[REQUIRED TASK]
Decide whether each statement below agrees with the game report that follows, answering yes or no and quoting the words of the report that decide it.
1. The report covers all nine turns of the game.
2. The events in the report were recorded from notes taken during play.
3. In the second turn, the Romans drove the Volsci from Rome.
╭─ SELECTED EXCERPT
Sword of Rome remains a favourite game of my ‘regular gaming group’ (myself, my 15-year-old son and my other half). Despite this, we don’t get a chance to play it very often due to its length. When we do play, it’s always memorable. The 4-player game is best because it involves the interestingly different Gauls, and often I will play two sides in order to make that possible. However, this time we stuck with the 3-player variant (in which the Gaul player is abstracted into a ‘Gallic Events Table’). Despite the more restricted scope for interactions, this allowed a much more ‘natural’ game for the three of us and we were really surprised how well it played out.

This rather rambling report concerns the first four turns (of a 9-turn game). The events given are from memory as I didn’t take notes. The general thrusts are described but the order of events is approximate. Not all actions are mentioned – there seemed to be a huge amount going on.

The first four turns

It had been something like 9 months since our last game and it took the first turn for each of us to remember how to play and more importantly, what exactly to try to achieve! Everyone seemed to have decided on a fairly cautious start by raising city loyalties. Then Valerius left Rome taking the bulk of the army down to Capua. In reply the Etruscans persuaded the Volsci to expand their army and then rise up to besiege Rome (ES player had 3 Neutral Power Activates cards in first hand!). Taking advantage of this, the Etruscans sneaked into Samnium, taking it at the end of the turn for a VP gain. In the south, the Greeks were content to build up forces (bringing on several leaders + CUs), while Egnatius rose to prominence among the Samnites.

Turn 2. By combining forces, the Romans succeeded in driving the Volsci from Rome, but suffered significant losses in the process (in addition to taking fewer reinforcements at the end of last turn). While the Romans were busy, the Etruscans took Narnia fairly quickly for a VP gain. With their forces bled, the Romans appointed a dictator, but then didn’t have a clear plan of how to use this advantage. Initially, the dictator planned to take Tarquinii, but when this city’s loyalty was raised to 3, he looked south punish the Volsci in Antium. The Volsci were reduced to 2 CU (those that retreated into the city) but more Roman losses occurred too. The dictator then went north to besiege Tarquinii with a 3-CU army (unsuccessfully as it turned out due to attrition). The dictator’s large tactical ability rating was not utilised fully.

In the south, the Romans also took control of the Thurii from the Greeks (by Event play). The Greeks were forced to clear this enclave out, which at least distracted them from eyeing up a weakened Capua.
╰─
╭─ MATERIAL PROVIDED
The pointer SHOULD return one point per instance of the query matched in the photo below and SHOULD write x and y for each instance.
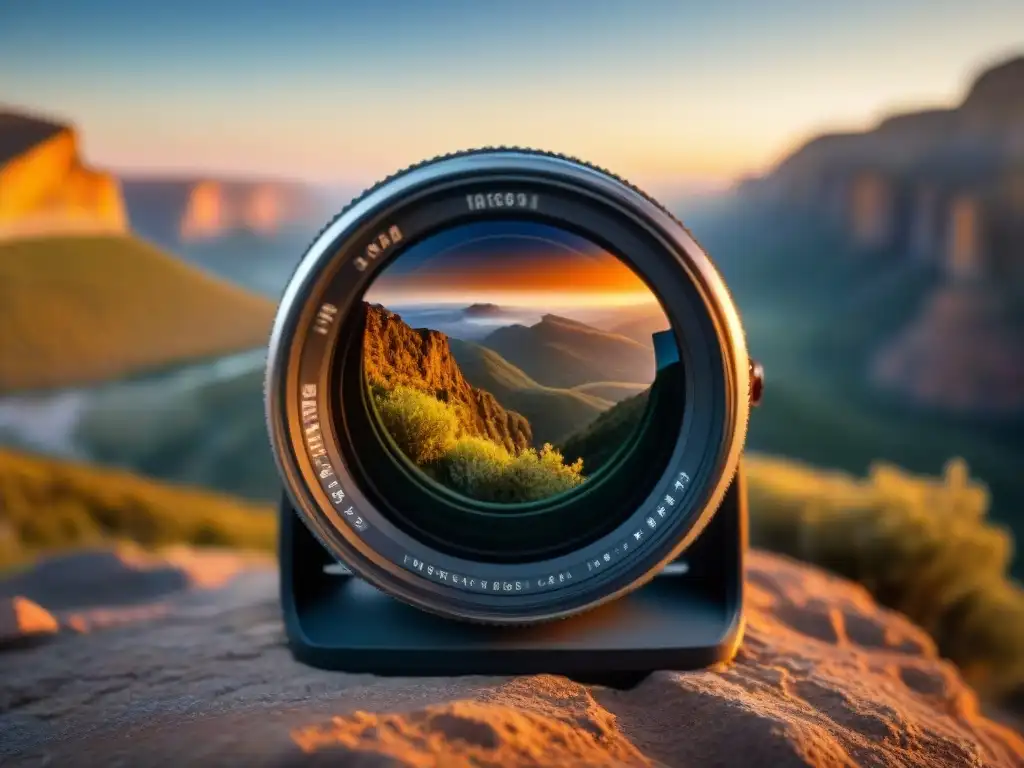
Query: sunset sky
(671, 93)
(512, 263)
╰─
[FINAL ANSWER]
1. No: "This rather rambling report concerns the first four turns (of a 9-turn game)."
2. No: "The events given are from memory as I didn’t take notes."
3. Yes: "By combining forces, the Romans succeeded in driving the Volsci from Rome"